• Supplied information:
════════
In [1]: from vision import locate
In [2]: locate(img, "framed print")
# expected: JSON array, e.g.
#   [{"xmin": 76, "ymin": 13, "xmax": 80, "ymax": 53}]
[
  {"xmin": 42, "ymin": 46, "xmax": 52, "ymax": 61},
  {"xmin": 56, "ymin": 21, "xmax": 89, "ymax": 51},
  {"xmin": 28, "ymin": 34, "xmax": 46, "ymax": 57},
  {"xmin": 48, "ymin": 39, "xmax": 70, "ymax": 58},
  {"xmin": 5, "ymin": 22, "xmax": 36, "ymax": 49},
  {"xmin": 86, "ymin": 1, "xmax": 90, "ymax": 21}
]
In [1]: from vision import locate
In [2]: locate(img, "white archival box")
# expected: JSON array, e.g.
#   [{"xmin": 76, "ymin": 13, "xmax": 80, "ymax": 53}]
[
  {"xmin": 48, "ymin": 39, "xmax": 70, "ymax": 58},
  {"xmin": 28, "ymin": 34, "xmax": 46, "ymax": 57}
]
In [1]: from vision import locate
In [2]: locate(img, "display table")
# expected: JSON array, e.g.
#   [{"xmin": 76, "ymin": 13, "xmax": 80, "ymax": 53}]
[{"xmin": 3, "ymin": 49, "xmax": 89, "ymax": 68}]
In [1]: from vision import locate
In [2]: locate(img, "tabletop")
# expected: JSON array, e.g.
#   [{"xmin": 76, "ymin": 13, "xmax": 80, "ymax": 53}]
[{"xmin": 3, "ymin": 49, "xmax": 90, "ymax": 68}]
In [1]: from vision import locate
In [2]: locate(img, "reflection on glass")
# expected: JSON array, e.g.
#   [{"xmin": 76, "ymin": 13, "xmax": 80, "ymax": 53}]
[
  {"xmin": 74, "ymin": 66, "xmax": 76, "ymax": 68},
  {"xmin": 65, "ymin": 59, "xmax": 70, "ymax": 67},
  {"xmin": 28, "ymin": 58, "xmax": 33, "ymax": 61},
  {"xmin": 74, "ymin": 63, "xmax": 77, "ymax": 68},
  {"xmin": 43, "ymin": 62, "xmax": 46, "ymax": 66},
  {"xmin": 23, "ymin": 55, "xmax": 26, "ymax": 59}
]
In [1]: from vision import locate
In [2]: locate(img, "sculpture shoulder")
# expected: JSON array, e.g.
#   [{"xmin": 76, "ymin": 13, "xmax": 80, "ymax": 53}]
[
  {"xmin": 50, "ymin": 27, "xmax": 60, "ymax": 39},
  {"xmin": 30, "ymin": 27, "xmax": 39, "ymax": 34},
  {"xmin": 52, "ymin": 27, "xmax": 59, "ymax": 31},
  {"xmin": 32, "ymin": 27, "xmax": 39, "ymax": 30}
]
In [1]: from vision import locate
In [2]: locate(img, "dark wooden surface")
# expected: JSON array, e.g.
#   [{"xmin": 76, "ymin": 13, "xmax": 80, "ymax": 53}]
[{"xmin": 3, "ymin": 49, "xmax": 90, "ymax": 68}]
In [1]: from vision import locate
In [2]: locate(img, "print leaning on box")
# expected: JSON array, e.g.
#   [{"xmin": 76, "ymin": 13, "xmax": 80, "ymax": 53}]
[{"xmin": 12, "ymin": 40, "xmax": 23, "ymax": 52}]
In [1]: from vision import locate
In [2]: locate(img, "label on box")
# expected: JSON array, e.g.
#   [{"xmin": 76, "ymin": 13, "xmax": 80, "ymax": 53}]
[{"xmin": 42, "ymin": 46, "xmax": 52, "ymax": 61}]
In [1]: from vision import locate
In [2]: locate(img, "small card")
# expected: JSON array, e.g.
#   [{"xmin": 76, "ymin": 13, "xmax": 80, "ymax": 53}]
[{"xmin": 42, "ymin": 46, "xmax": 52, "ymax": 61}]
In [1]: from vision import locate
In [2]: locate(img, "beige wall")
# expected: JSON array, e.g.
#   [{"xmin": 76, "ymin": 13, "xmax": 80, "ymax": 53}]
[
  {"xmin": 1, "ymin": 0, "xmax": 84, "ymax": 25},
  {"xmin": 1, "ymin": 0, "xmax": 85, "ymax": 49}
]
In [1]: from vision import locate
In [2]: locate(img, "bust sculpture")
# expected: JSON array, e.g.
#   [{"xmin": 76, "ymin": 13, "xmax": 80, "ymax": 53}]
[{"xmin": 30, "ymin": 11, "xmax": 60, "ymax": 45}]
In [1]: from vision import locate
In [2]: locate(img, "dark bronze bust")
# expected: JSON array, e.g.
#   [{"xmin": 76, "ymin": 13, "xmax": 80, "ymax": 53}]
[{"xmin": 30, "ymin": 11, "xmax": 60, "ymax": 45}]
════════
Full repetition needed. Write out every entry above exactly as given.

In [1]: from vision import locate
In [2]: locate(img, "framed print")
# expected: JSON array, e.g.
#   [{"xmin": 76, "ymin": 13, "xmax": 80, "ymax": 53}]
[
  {"xmin": 42, "ymin": 46, "xmax": 52, "ymax": 61},
  {"xmin": 56, "ymin": 21, "xmax": 89, "ymax": 51},
  {"xmin": 28, "ymin": 34, "xmax": 46, "ymax": 57},
  {"xmin": 48, "ymin": 39, "xmax": 70, "ymax": 58},
  {"xmin": 5, "ymin": 22, "xmax": 36, "ymax": 49},
  {"xmin": 86, "ymin": 1, "xmax": 90, "ymax": 21}
]
In [1]: from vision import locate
In [2]: locate(img, "white archival box")
# expected: JSON array, e.g.
#   [{"xmin": 76, "ymin": 13, "xmax": 80, "ymax": 53}]
[
  {"xmin": 48, "ymin": 39, "xmax": 70, "ymax": 58},
  {"xmin": 28, "ymin": 34, "xmax": 46, "ymax": 57}
]
In [1]: from vision import locate
In [2]: locate(img, "display table")
# expected: JSON array, e.g.
#   [{"xmin": 76, "ymin": 13, "xmax": 80, "ymax": 53}]
[{"xmin": 3, "ymin": 49, "xmax": 89, "ymax": 68}]
In [1]: from vision import locate
In [2]: locate(img, "tabletop")
# expected: JSON array, e.g.
#   [{"xmin": 76, "ymin": 13, "xmax": 80, "ymax": 53}]
[{"xmin": 3, "ymin": 49, "xmax": 90, "ymax": 68}]
In [1]: from vision import locate
In [2]: locate(img, "reflection on glass")
# expected: JSON array, e.g.
#   [{"xmin": 76, "ymin": 13, "xmax": 80, "ymax": 53}]
[
  {"xmin": 74, "ymin": 66, "xmax": 76, "ymax": 68},
  {"xmin": 65, "ymin": 59, "xmax": 70, "ymax": 67},
  {"xmin": 28, "ymin": 58, "xmax": 33, "ymax": 61},
  {"xmin": 74, "ymin": 63, "xmax": 77, "ymax": 68},
  {"xmin": 43, "ymin": 62, "xmax": 46, "ymax": 66},
  {"xmin": 23, "ymin": 55, "xmax": 26, "ymax": 59}
]
In [1]: from vision import locate
In [2]: locate(img, "sculpture shoulder")
# expected: JSON array, e.g.
#   [{"xmin": 76, "ymin": 13, "xmax": 80, "ymax": 53}]
[
  {"xmin": 50, "ymin": 27, "xmax": 60, "ymax": 39},
  {"xmin": 30, "ymin": 27, "xmax": 39, "ymax": 34},
  {"xmin": 52, "ymin": 27, "xmax": 59, "ymax": 31},
  {"xmin": 32, "ymin": 27, "xmax": 39, "ymax": 30}
]
In [1]: from vision import locate
In [2]: locate(img, "dark wooden surface")
# expected: JSON array, e.g.
#   [{"xmin": 76, "ymin": 13, "xmax": 80, "ymax": 53}]
[{"xmin": 3, "ymin": 49, "xmax": 90, "ymax": 68}]
In [1]: from vision import locate
In [2]: locate(img, "print leaning on box")
# expected: JSON array, e.g.
#   [{"xmin": 76, "ymin": 13, "xmax": 80, "ymax": 53}]
[{"xmin": 12, "ymin": 40, "xmax": 23, "ymax": 52}]
In [1]: from vision import locate
In [2]: locate(img, "label on box")
# expected: JSON array, e.g.
#   [{"xmin": 76, "ymin": 13, "xmax": 80, "ymax": 53}]
[{"xmin": 42, "ymin": 46, "xmax": 52, "ymax": 61}]
In [1]: from vision import locate
In [2]: locate(img, "small card")
# expected: JSON array, e.g.
#   [{"xmin": 76, "ymin": 13, "xmax": 80, "ymax": 53}]
[{"xmin": 42, "ymin": 46, "xmax": 52, "ymax": 61}]
In [1]: from vision import locate
In [2]: locate(img, "beige wall")
# expected: JSON array, e.g.
#   [{"xmin": 76, "ymin": 13, "xmax": 80, "ymax": 53}]
[
  {"xmin": 1, "ymin": 0, "xmax": 84, "ymax": 25},
  {"xmin": 1, "ymin": 0, "xmax": 85, "ymax": 49}
]
In [1]: from vision import locate
In [2]: locate(img, "bust sculpture")
# expected: JSON array, e.g.
#   [{"xmin": 76, "ymin": 13, "xmax": 80, "ymax": 53}]
[{"xmin": 30, "ymin": 11, "xmax": 60, "ymax": 45}]
In [1]: from vision import locate
In [2]: locate(img, "dark bronze bust")
# expected: JSON array, e.g.
#   [{"xmin": 76, "ymin": 13, "xmax": 80, "ymax": 53}]
[{"xmin": 30, "ymin": 11, "xmax": 60, "ymax": 45}]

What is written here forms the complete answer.